[BEGIN Exercise material]
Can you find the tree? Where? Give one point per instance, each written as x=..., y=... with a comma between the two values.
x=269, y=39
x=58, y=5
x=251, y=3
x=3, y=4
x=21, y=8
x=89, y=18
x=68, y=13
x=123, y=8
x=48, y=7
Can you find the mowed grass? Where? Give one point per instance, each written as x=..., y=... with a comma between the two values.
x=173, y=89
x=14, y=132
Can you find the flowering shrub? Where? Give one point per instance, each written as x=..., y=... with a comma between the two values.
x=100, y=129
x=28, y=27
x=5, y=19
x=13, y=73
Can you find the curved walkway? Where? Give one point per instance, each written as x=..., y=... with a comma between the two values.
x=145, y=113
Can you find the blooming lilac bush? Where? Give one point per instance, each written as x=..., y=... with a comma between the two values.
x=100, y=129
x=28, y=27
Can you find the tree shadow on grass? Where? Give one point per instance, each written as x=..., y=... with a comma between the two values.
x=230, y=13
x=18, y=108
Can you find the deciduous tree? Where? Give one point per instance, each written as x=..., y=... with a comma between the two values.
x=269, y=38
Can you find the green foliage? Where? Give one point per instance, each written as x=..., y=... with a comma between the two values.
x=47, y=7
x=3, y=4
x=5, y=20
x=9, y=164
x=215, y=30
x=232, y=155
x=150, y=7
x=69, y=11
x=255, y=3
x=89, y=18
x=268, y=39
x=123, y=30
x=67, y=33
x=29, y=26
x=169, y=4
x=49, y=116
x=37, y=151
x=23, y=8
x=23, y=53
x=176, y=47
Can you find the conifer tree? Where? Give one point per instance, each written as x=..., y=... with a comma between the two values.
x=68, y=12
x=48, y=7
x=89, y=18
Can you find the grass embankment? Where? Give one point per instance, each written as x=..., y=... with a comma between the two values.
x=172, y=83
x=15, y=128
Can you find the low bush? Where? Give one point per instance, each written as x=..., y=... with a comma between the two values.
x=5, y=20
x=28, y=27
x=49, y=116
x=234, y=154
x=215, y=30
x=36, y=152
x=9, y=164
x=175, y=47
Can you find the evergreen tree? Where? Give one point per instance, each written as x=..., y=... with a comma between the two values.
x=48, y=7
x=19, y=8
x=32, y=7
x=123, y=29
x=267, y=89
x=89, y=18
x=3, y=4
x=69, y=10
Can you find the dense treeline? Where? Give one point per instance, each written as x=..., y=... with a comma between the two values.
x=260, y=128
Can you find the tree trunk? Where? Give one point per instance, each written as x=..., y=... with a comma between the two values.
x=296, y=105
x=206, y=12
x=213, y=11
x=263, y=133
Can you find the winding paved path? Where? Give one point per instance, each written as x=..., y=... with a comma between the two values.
[END Exercise material]
Exercise description:
Reproduce every one of the entries above word for word, keeping each line in its original order.

Full output:
Can you find the tree? Where? Give one point per instance, each written as x=..., y=... with a comma between the two values.
x=269, y=39
x=58, y=5
x=251, y=3
x=3, y=4
x=21, y=8
x=89, y=18
x=68, y=13
x=123, y=8
x=48, y=7
Can you find the mowed grass? Where? Give one point per instance, each written as x=..., y=... with a comma between the two values.
x=173, y=89
x=14, y=132
Can you find the flowering shrub? Where? Give one point per instance, each written as x=..., y=... with a comma between the two values.
x=100, y=129
x=28, y=27
x=5, y=19
x=13, y=73
Can you find the curved walkway? Where? Give one point per instance, each written as x=..., y=... with a comma between the two values.
x=145, y=113
Can you find the blooming lilac bush? Where? Give one point per instance, each written as x=..., y=... with a comma between the two values.
x=100, y=129
x=28, y=27
Can you find the tree shadow on grass? Where? Give one point per instance, each written as x=..., y=... with a comma between the two values.
x=230, y=13
x=18, y=108
Can you find the deciduous tree? Where? Give one point per instance, each written as x=..., y=... with a comma between the two values.
x=269, y=38
Can you find the green foliage? Where? Give one point per instance, each written as x=..., y=... with a comma between the two values.
x=47, y=7
x=3, y=4
x=5, y=20
x=9, y=164
x=215, y=30
x=232, y=155
x=150, y=7
x=69, y=11
x=255, y=3
x=89, y=18
x=268, y=39
x=123, y=30
x=67, y=33
x=29, y=26
x=169, y=4
x=49, y=116
x=37, y=151
x=23, y=8
x=23, y=53
x=176, y=47
Can you find the conifer tree? Where? Give one point per instance, each written as x=..., y=... with a comma between the two values.
x=68, y=12
x=48, y=7
x=89, y=18
Can you find the grass embankment? Where? Give one point per instance, each written as x=..., y=... with a comma between the two values.
x=172, y=83
x=15, y=128
Can you find the low bush? Where? Give one point per instance, each written as x=..., y=... with a comma between the two values.
x=5, y=20
x=28, y=27
x=49, y=116
x=234, y=154
x=215, y=30
x=36, y=152
x=9, y=164
x=175, y=47
Can you find the evergreen tree? Where? Give one point per instance, each written as x=..., y=... with a comma between the two values.
x=48, y=7
x=19, y=8
x=32, y=7
x=123, y=29
x=267, y=89
x=89, y=18
x=3, y=4
x=69, y=10
Can you find the dense treeline? Where? Give one point per instance, each written as x=..., y=... with a comma between the two values.
x=260, y=128
Can you find the tree trunk? Where? Give one point per instance, each written as x=..., y=... with a comma between the two values.
x=296, y=105
x=206, y=12
x=213, y=11
x=263, y=133
Can you find the winding paved path? Where? Give one point per instance, each written as x=..., y=... with a comma between the two values.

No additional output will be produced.